Instructions for the task: Reproduce the data below word for word, keeping every line as it stands.

Records provided:

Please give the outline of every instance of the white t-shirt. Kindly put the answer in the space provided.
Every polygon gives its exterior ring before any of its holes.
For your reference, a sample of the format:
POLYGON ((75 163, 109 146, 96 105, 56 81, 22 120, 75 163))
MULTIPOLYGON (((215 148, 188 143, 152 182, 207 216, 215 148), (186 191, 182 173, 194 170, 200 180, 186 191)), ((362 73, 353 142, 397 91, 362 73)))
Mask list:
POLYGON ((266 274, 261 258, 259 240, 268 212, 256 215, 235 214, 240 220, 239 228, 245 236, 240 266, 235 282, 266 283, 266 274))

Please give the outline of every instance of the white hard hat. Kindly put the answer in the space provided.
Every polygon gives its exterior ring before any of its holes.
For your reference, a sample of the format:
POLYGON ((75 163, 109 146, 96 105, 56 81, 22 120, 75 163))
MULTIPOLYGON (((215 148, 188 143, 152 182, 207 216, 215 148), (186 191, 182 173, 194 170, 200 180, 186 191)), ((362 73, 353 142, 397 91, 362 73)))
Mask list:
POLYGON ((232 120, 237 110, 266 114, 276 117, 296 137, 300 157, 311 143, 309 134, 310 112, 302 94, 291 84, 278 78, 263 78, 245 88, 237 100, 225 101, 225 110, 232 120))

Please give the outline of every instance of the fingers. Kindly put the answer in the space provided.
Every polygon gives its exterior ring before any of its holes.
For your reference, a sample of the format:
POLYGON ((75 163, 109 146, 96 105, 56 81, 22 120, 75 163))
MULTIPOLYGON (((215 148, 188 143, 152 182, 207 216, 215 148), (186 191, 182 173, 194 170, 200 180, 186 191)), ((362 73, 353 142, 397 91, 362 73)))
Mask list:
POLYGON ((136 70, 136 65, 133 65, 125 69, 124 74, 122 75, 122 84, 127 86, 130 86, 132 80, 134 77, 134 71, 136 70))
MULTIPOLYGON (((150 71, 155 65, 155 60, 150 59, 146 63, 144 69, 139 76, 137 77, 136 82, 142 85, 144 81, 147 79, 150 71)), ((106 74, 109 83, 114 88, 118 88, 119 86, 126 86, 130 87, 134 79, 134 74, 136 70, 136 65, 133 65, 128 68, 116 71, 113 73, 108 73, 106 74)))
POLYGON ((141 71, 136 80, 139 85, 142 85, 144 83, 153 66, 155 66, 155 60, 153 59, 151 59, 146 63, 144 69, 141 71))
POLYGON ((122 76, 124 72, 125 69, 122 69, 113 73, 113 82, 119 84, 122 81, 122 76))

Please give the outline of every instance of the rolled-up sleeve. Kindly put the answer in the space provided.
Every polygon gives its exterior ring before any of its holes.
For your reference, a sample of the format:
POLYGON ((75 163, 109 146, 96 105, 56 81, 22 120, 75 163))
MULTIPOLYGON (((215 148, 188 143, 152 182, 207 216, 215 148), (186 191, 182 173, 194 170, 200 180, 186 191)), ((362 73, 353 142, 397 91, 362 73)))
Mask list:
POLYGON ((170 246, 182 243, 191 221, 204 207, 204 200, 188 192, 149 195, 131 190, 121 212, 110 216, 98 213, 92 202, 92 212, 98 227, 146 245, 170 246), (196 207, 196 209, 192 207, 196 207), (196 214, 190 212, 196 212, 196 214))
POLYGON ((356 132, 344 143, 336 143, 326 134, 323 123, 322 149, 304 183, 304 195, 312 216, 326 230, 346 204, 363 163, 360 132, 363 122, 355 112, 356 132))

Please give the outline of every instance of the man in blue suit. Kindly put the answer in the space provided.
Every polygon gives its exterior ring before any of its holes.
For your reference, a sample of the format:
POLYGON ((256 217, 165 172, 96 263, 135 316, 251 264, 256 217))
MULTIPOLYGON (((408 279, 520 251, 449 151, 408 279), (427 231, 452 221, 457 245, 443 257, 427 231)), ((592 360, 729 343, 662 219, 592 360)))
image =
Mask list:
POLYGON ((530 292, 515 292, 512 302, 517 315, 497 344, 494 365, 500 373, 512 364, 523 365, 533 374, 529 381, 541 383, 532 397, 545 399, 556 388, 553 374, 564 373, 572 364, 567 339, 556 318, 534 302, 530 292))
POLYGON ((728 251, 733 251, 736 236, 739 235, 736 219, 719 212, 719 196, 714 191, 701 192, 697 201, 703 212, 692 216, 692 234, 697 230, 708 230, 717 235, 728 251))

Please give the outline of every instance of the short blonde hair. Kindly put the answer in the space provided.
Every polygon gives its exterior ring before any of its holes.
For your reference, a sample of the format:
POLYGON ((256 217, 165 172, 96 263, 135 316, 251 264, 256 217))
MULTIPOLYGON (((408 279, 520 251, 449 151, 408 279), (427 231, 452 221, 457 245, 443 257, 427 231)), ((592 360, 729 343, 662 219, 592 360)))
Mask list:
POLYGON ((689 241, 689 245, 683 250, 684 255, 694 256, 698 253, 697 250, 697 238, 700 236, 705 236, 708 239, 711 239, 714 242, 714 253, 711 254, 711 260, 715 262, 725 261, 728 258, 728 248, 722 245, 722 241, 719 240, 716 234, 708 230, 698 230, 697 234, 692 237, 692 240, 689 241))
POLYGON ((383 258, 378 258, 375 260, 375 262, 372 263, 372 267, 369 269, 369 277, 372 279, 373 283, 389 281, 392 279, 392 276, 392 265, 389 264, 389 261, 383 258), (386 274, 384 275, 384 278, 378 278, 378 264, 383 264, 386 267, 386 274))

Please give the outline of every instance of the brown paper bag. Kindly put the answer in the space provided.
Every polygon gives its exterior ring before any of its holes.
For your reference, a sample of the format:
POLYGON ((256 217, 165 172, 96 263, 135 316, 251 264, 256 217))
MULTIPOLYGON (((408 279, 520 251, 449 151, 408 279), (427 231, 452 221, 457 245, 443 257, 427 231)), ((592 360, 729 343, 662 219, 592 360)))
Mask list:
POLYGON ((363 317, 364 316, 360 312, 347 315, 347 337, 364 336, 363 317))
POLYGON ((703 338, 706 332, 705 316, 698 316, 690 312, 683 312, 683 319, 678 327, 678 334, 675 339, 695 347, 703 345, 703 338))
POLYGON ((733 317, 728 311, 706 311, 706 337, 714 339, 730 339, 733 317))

Written response:
Please give the outline of every instance of the white t-shirt. Kindly put the answer in the space provided.
Every polygon gives its exterior ring before any of its holes.
For your reference, a sample of the format:
POLYGON ((75 163, 109 146, 96 105, 56 81, 22 120, 75 163))
MULTIPOLYGON (((215 148, 188 143, 152 182, 207 216, 215 148), (186 191, 182 173, 194 170, 200 180, 186 191)), ((362 73, 353 142, 397 91, 362 73)))
Mask list:
POLYGON ((266 274, 261 258, 259 240, 268 212, 256 215, 235 214, 240 220, 239 228, 245 236, 240 266, 235 282, 266 283, 266 274))

Please give the outline of every instance of the white hard hat. Kindly put the answer in the space provided.
Every polygon gives its exterior ring before any of its holes.
For your reference, a sample of the format:
POLYGON ((75 163, 109 146, 96 105, 56 81, 22 120, 75 163))
MULTIPOLYGON (((215 148, 188 143, 152 182, 207 216, 215 148), (186 191, 182 173, 194 170, 200 180, 186 191)), ((362 73, 353 142, 397 91, 362 73)))
Mask list:
POLYGON ((232 120, 237 110, 266 114, 276 117, 296 137, 300 157, 311 143, 309 134, 310 112, 302 94, 291 84, 278 78, 263 78, 245 88, 237 100, 225 101, 225 110, 232 120))

Please give the outline of every instance of the fingers. Kindly put the answer in the space provided.
Every polygon gives its exterior ring before any of its holes.
For your reference, a sample of the format:
POLYGON ((75 163, 109 146, 96 105, 56 81, 22 120, 75 163))
MULTIPOLYGON (((215 148, 188 143, 152 182, 207 216, 215 148), (186 191, 182 173, 194 170, 200 180, 186 191)), ((362 73, 353 142, 397 91, 362 73)))
Mask list:
POLYGON ((136 70, 136 65, 133 65, 125 69, 124 74, 122 75, 122 84, 127 86, 130 86, 132 80, 134 77, 134 71, 136 70))
MULTIPOLYGON (((150 71, 155 65, 155 60, 150 59, 146 63, 144 69, 139 76, 137 77, 136 82, 142 85, 144 81, 147 79, 150 71)), ((106 74, 109 83, 114 88, 118 88, 119 86, 126 86, 130 87, 134 79, 134 74, 136 70, 136 65, 133 65, 128 68, 116 71, 113 73, 108 73, 106 74)))
POLYGON ((141 71, 136 80, 139 85, 142 85, 144 83, 153 66, 155 66, 155 60, 153 59, 151 59, 146 63, 144 69, 141 71))
POLYGON ((122 76, 124 72, 125 69, 122 69, 113 73, 113 82, 119 84, 122 81, 122 76))

Please give the outline of every instance of the rolled-up sleeve. Kindly put the answer in the space provided.
Every polygon gives its exterior ring before any of its holes.
For your reference, a sample of the format:
POLYGON ((75 163, 109 146, 96 105, 56 81, 22 120, 75 163))
MULTIPOLYGON (((215 148, 188 143, 152 182, 207 216, 215 148), (186 191, 182 173, 194 170, 200 180, 186 191)), ((362 73, 353 142, 397 91, 362 73)))
Mask list:
POLYGON ((170 246, 182 243, 191 221, 204 207, 204 200, 188 192, 149 195, 131 190, 121 212, 110 216, 98 213, 92 202, 92 212, 98 227, 146 245, 170 246), (196 207, 196 209, 192 207, 196 207), (196 214, 190 212, 196 212, 196 214))
POLYGON ((356 132, 344 143, 336 143, 326 134, 323 123, 322 149, 304 183, 304 195, 312 216, 326 230, 346 204, 363 163, 360 132, 363 122, 355 112, 356 132))

Please give the outline of every instance of the man in blue suit. Kindly put the answer in the space provided.
Every polygon gives its exterior ring before any of its holes.
For your reference, a sample of the format:
POLYGON ((256 217, 165 172, 96 263, 135 316, 251 264, 256 217))
MULTIPOLYGON (((408 279, 520 251, 449 151, 408 279), (427 231, 452 221, 457 245, 443 257, 427 231)), ((592 360, 729 343, 662 219, 592 360)))
image =
Mask list:
POLYGON ((530 292, 515 292, 512 302, 517 315, 497 344, 494 365, 500 373, 512 364, 523 365, 533 374, 529 381, 541 383, 532 397, 545 399, 556 388, 553 374, 564 373, 572 364, 567 339, 556 318, 534 302, 530 292))
POLYGON ((728 251, 733 251, 736 236, 739 235, 736 219, 719 212, 719 196, 714 191, 701 192, 697 201, 703 212, 692 216, 692 234, 697 230, 708 230, 717 235, 728 251))

Please give the outline of every instance of the short blonde hair. Kindly put the answer in the space provided.
Every polygon gives its exterior ring before any of its holes.
For your reference, a sample of the format:
POLYGON ((256 217, 165 172, 96 263, 135 316, 251 264, 256 217))
MULTIPOLYGON (((408 279, 520 251, 449 151, 408 279), (427 231, 452 221, 457 245, 443 257, 427 231)), ((592 360, 729 343, 662 219, 592 360)))
Mask list:
POLYGON ((689 241, 689 245, 683 250, 684 255, 694 256, 698 253, 697 250, 697 238, 700 236, 705 236, 708 239, 711 239, 714 242, 714 253, 711 254, 711 260, 715 262, 725 261, 728 258, 728 248, 722 245, 722 241, 719 240, 716 234, 708 230, 698 230, 697 234, 692 237, 692 240, 689 241))
POLYGON ((383 258, 378 258, 375 260, 375 262, 372 263, 372 267, 369 269, 369 277, 372 279, 373 283, 389 281, 392 279, 392 276, 392 265, 389 264, 389 261, 383 258), (386 274, 384 275, 384 278, 378 278, 378 264, 383 264, 386 267, 386 274))

Please give the outline of every instance of the brown paper bag. Kindly put the answer in the space provided.
Every polygon gives its exterior ring before any of its holes.
For your reference, a sample of the format:
POLYGON ((256 217, 165 172, 96 263, 135 316, 251 264, 256 217))
MULTIPOLYGON (((408 279, 520 251, 449 151, 408 279), (427 231, 452 221, 457 245, 443 257, 427 231)), ((592 360, 729 343, 662 219, 592 360)))
Mask list:
POLYGON ((363 317, 364 316, 360 312, 347 315, 347 337, 364 336, 363 317))
POLYGON ((703 338, 706 332, 705 316, 698 316, 690 312, 683 312, 683 319, 678 327, 678 334, 675 339, 695 347, 703 345, 703 338))
POLYGON ((733 317, 728 311, 706 311, 706 337, 714 339, 730 339, 733 317))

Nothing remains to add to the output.